TO DO
**1.** In the piece about school activities in Mangunde, how many students showed up to the first announced JUNTOS meeting?
**2.** Rewrite the passage about school activities in Mangunde starting at "In addition, we" and ending at "English Theater talents.", putting "afternoons" wherever "evenings" appears.
**3.** Take the piece about school activities in Mangunde further, picking up after its final sentence.

ARTICLE
What is else is new here in Mangunde? 'Wake Up!' our school's English newspaper has begun its 5th(??) year of action. Every week I meet with my students in a classroom toting a bag of Portuguese-English dictionaries and they delve into stories that they want to post in each week's edition. While it's not the most useful dissemination of information for the school (no one else speaks English), it's fun and a great opportunity for the students to work on something and feel proud about showing off their knowledge and skills to the community. We currently have sections for Local News, National News, Sports, Poems, Curiosities, Music Lyrics, Biography, Story, HIV/AIDS Health, English Language Corner, Interviews and a few more.

In addition, we have an English Theater Club that is now in full swing here. Once a week on the evenings we find an empty classroom and get to work preparing small community theater pieces in English to present at the school or in the community. Mozambicans in general, seem to be naturals at theater, and the students love having the opportunity to perform and learn English at the same time. At the end of the year, we'll write a play and send 10 kids to the regional competition to show off their English Theater talents.

Lastly, I am the leader this year of two separate HIV/AIDS youth groups. Here in PC Mozambique there is a nationwide network of mixed gender youth groups that focus of spreading knowledge and promoting behavior change related to HIV/AIDS, gender equality and other salient social issues. The group is newly renamed as JUNTOS (Jovens Unidos No Traboalho para Oportunidades e Sucesso) and has been hugely popular here at Mangunde since it was first introduced a few years before my arrival. This year I was both overjoyed and overwhelmed when 80 students showed up to my first announced meeting of JUNTOS. It showed me that the students are really passionate about creating change in their communities, or at least don't have anything better to do in the boarding school of a mission in the middle of nowhere. Because of such a flood of interest, I decided this year to divide the groups into two, a music group and a theater group. So far, while it's a job to organize everything, it has been a stunning success. A few weeks ago, each group presented their work, a theater piece and a choral medley, in front of the school assembly.

Saved data entries:

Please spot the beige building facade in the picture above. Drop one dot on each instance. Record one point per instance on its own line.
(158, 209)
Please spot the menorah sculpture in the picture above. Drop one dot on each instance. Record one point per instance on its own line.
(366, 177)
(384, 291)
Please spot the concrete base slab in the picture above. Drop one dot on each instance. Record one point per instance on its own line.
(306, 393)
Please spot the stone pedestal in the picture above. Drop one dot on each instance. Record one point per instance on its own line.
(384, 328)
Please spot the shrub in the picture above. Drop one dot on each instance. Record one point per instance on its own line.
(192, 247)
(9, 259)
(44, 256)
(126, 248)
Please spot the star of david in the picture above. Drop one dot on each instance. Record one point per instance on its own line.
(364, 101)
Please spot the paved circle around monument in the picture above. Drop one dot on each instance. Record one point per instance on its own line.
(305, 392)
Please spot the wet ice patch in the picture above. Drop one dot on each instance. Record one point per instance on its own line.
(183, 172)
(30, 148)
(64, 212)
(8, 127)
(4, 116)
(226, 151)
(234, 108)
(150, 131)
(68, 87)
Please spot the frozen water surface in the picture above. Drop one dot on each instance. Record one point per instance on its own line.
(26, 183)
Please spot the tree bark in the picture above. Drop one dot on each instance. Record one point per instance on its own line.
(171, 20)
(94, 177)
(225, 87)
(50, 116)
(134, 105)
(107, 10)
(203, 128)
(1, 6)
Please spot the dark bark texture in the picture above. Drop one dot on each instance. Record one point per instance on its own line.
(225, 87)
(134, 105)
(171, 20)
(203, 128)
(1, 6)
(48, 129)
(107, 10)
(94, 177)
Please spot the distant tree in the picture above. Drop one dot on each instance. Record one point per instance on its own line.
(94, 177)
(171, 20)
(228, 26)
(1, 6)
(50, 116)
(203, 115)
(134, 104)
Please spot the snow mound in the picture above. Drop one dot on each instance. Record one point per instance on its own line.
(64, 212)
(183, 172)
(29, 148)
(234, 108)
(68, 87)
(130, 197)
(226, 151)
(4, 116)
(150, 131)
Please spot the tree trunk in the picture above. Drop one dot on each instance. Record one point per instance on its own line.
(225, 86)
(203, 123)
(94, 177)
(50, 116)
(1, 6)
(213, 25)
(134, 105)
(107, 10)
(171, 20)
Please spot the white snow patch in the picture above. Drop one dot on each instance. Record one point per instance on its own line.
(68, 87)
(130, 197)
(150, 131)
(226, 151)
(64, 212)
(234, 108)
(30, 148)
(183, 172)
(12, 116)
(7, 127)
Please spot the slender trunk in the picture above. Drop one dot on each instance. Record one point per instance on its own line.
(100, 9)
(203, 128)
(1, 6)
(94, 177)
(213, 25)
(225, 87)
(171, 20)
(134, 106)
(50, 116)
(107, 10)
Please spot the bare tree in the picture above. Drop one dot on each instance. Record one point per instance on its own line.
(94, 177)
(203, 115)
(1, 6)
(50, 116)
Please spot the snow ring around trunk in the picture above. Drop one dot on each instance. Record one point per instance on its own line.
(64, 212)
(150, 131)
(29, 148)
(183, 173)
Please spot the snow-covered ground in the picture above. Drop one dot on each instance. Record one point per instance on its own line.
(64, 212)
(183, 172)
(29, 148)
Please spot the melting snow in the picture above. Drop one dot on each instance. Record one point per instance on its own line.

THE REPLIES
**1.** 80 students

**2.**
In addition, we have an English Theater Club that is now in full swing here. Once a week on the afternoons we find an empty classroom and get to work preparing small community theater pieces in English to present at the school or in the community. Mozambicans in general, seem to be naturals at theater, and the students love having the opportunity to perform and learn English at the same time. At the end of the year, we'll write a play and send 10 kids to the regional competition to show off their English Theater talents.

**3.**
These are all groups that I began last year and am continuing this year. So it seems, at least on the surface, that year two for me here in Mangunde, is very much a continuation of year one in terms of projects, classes and general activities. I don't know how exactly to describe it, but I can say with confidence that year one is not, in fact, anything like year two in reality. When you arrive to your site at the beginning of year one, you have dreams and expectations, often romanticized, of how your Peace Corps experience is going to take shape. Visions of projects, change, the complete annihilation of HIV and malaria in your community, economic development and complete food security float above your head as your walk through your community for the first time. Your students will learn English in one year and all thank you for the time that you sacrificed to help them. I don't know how to say this without coming off stubborn and jaded, because I'm not and I do value my experience and contribution to the community, but at some point in your first year as a PCV you learn that you are not Jesus. You cannot turn water into wine, or feed 500 people with one loaf of bread and a fish. People do what they know, and listen to what they can understand, and they often don't know or understand us Americans.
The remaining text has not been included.